> [What you will do] Arrange all the lines of the material below as a numbered list, leaving out any blank lines.

Coordinate labeling data
--------------------------------------------------

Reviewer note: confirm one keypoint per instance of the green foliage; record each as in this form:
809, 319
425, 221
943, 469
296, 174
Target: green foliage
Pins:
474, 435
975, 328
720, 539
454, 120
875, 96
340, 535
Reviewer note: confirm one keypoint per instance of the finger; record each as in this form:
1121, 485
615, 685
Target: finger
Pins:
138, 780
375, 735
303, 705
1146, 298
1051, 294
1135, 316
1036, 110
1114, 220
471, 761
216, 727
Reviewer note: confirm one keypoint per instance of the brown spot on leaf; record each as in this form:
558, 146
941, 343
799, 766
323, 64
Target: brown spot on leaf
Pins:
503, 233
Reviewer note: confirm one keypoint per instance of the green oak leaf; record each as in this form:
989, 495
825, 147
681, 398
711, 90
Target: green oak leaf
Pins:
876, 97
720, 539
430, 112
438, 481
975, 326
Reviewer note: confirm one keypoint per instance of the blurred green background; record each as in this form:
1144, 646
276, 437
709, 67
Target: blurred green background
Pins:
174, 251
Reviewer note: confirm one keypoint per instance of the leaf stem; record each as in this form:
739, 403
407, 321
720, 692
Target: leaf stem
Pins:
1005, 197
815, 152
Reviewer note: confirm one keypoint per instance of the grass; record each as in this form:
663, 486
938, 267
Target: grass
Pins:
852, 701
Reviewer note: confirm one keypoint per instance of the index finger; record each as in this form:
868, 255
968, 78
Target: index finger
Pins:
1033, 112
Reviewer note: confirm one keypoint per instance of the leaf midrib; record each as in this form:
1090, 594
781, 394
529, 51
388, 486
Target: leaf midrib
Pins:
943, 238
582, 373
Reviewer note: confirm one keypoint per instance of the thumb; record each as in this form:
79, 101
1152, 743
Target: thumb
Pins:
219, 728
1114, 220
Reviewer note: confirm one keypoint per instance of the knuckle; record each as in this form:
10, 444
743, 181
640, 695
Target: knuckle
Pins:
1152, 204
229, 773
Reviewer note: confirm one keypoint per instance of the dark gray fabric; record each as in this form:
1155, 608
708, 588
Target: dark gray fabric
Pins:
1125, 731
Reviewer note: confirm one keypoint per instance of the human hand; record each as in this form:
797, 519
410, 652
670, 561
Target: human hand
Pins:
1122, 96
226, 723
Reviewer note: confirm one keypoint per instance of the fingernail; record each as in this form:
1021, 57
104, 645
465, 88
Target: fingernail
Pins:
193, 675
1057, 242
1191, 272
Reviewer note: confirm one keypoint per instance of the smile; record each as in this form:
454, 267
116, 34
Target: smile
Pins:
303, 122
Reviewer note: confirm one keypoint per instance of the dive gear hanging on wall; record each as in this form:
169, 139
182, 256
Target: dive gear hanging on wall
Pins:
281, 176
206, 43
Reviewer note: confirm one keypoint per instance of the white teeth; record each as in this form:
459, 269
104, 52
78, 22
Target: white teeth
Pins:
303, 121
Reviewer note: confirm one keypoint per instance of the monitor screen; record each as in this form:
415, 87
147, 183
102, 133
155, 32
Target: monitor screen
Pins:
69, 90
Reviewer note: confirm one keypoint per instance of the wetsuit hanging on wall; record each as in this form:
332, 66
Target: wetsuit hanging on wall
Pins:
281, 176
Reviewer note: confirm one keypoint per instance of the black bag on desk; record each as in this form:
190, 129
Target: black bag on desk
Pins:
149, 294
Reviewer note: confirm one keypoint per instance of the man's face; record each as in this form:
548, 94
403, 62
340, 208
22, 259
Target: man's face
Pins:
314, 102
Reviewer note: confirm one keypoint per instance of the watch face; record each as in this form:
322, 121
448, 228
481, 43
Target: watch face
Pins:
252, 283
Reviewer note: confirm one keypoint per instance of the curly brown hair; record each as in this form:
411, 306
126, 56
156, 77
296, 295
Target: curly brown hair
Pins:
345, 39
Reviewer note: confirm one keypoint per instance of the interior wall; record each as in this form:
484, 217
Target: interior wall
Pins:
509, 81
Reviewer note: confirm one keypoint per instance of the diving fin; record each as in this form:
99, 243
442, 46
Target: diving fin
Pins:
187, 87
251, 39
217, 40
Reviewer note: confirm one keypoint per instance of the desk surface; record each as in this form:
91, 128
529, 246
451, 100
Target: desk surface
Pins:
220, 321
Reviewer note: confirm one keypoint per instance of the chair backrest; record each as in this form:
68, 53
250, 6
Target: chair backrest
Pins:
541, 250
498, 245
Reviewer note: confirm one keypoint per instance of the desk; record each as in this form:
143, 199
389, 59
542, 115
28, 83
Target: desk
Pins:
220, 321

--------------------------------------------------

> [Worked answer]
1. Reviewer note: confirm one keypoint per instance of the green foliage; record each as in this form:
2. 809, 319
3. 425, 221
4. 943, 469
5. 296, 174
6. Target: green foliage
7. Pins:
8. 474, 435
9. 975, 328
10. 720, 539
11. 454, 120
12. 875, 96
13. 340, 535
14. Reviewer note: confirm one keypoint per instance of the finger; record each as in this form:
15. 1121, 485
16. 615, 685
17. Target: finger
18. Pins:
19. 138, 780
20. 375, 735
21. 303, 705
22. 1146, 298
23. 1051, 294
24. 1135, 316
25. 1036, 110
26. 1114, 220
27. 471, 761
28. 216, 727
29. Reviewer note: confirm one keypoint per instance of the brown spot on leaf; record each as in this form:
30. 558, 146
31. 941, 343
32. 799, 766
33. 323, 64
34. Target: brown spot on leaf
35. Pins:
36. 503, 233
37. Reviewer note: confirm one keypoint per instance of the green oak leaf; record each as in this form:
38. 989, 495
39. 825, 147
40. 681, 398
41. 711, 90
42. Target: green oak leaf
43. Pins:
44. 876, 97
45. 720, 539
46. 430, 112
47. 438, 481
48. 975, 326
49. Reviewer note: confirm one keypoint per instance of the blurred green background; record each as in this form:
50. 1144, 646
51. 276, 437
52. 709, 67
53. Target: blurred green background
54. Pins:
55. 174, 251
56. Reviewer note: confirm one keypoint per instance of the leaf stem; record each as in this form:
57. 739, 403
58. 407, 321
59. 720, 692
60. Target: leaf stem
61. Pins:
62. 1005, 197
63. 815, 152
64. Reviewer note: confirm one keypoint per instance of the grass; record each as in this form:
65. 663, 486
66. 938, 267
67. Target: grass
68. Pins:
69. 852, 701
70. Reviewer note: confirm one keypoint per instance of the index finger; record each as in this form:
71. 868, 255
72. 968, 78
73. Target: index finger
74. Pins:
75. 1033, 112
76. Reviewer note: confirm one keypoint per instance of the leaf midrib; record each as in this form:
77. 1090, 594
78. 781, 394
79. 529, 51
80. 388, 486
81. Target: leaf midrib
82. Pins:
83. 943, 238
84. 582, 373
85. Reviewer note: confirm one keypoint per instance of the thumb; record each as in this form:
86. 79, 101
87. 1152, 743
88. Target: thumb
89. Pins:
90. 219, 728
91. 1114, 220
92. Reviewer note: confirm one keypoint per instance of the knuckle; record each as in this form:
93. 10, 444
94. 743, 181
95. 640, 695
96. Target: knuckle
97. Pins:
98. 1152, 204
99. 229, 773
100. Reviewer note: confirm one keypoint per instance of the dark gray fabric; record each as in this form:
101. 1155, 608
102. 708, 588
103. Target: dark gray fabric
104. Pins:
105. 1125, 731
106. Reviewer note: confirm one keypoint per instance of the human hand; record each as in this form:
107. 797, 519
108. 410, 652
109. 670, 561
110. Target: human hand
111. Pins:
112. 1122, 96
113. 226, 723
114. Reviewer note: confirm one keypoint per instance of the fingernail; record each as in this form:
115. 1021, 57
116. 104, 645
117. 465, 88
118. Target: fingernail
119. Pins:
120. 193, 675
121. 1057, 242
122. 1191, 272
123. Reviewer note: confirm one keypoint per instance of the smile; record each as in this form:
124. 454, 267
125. 116, 34
126. Target: smile
127. Pins:
128. 303, 122
129. Reviewer note: confirm one keypoint per instance of the dive gear hanging on wall; record each as in this form:
130. 169, 139
131. 182, 256
132. Target: dive gear hanging on wall
133. Pins:
134. 281, 176
135. 206, 43
136. Reviewer note: confirm one keypoint per instance of the white teeth; record each as in this form:
137. 459, 269
138. 104, 52
139. 78, 22
140. Target: white teeth
141. Pins:
142. 303, 121
143. Reviewer note: confirm one keypoint per instance of the monitor screen; record each as in this form:
144. 415, 87
145. 147, 183
146. 102, 133
147. 155, 32
148. Target: monitor screen
149. Pins:
150. 69, 90
151. Reviewer note: confirm one keypoint per instance of the wetsuit hanging on wall; record each as in this form:
152. 332, 66
153. Target: wetsuit hanging on wall
154. Pins:
155. 281, 176
156. Reviewer note: confirm one keypoint per instance of the black bag on desk; record each as in this form:
157. 190, 129
158. Target: black bag on desk
159. Pins:
160. 149, 294
161. Reviewer note: confirm one keypoint per instance of the man's face; record each as in this form:
162. 548, 94
163. 403, 62
164. 340, 208
165. 22, 259
166. Target: man's face
167. Pins:
168. 314, 102
169. Reviewer note: confirm one keypoint per instance of the watch face; record each as in this form:
170. 322, 121
171. 448, 228
172. 481, 43
173. Target: watch face
174. Pins:
175. 252, 283
176. Reviewer note: confirm one keypoint per instance of the curly brown hair; record each as in this form:
177. 411, 306
178. 126, 56
179. 156, 77
180. 296, 295
181. Target: curly brown hair
182. Pins:
183. 345, 39
184. Reviewer note: confirm one keypoint per instance of the interior wall; record each as in this form:
185. 484, 217
186. Target: interior wall
187. Pins:
188. 509, 81
189. Reviewer note: confirm one keypoint per instance of the diving fin; record each as in this form:
190. 99, 243
191. 442, 46
192. Target: diving fin
193. Pins:
194. 187, 87
195. 251, 39
196. 217, 40
197. Reviewer note: confirm one keypoint per instance of the desk surface; record each as in this form:
198. 91, 128
199. 529, 246
200. 451, 100
201. Target: desk surface
202. Pins:
203. 220, 321
204. Reviewer note: confirm one keypoint per instance of the chair backrest; record each as in this form:
205. 68, 53
206. 250, 6
207. Target: chair backrest
208. Pins:
209. 541, 250
210. 498, 245
211. Reviewer note: confirm one keypoint per instance of the desk; record each as in this form:
212. 143, 199
213. 389, 59
214. 542, 115
215. 28, 83
216. Target: desk
217. Pins:
218. 220, 321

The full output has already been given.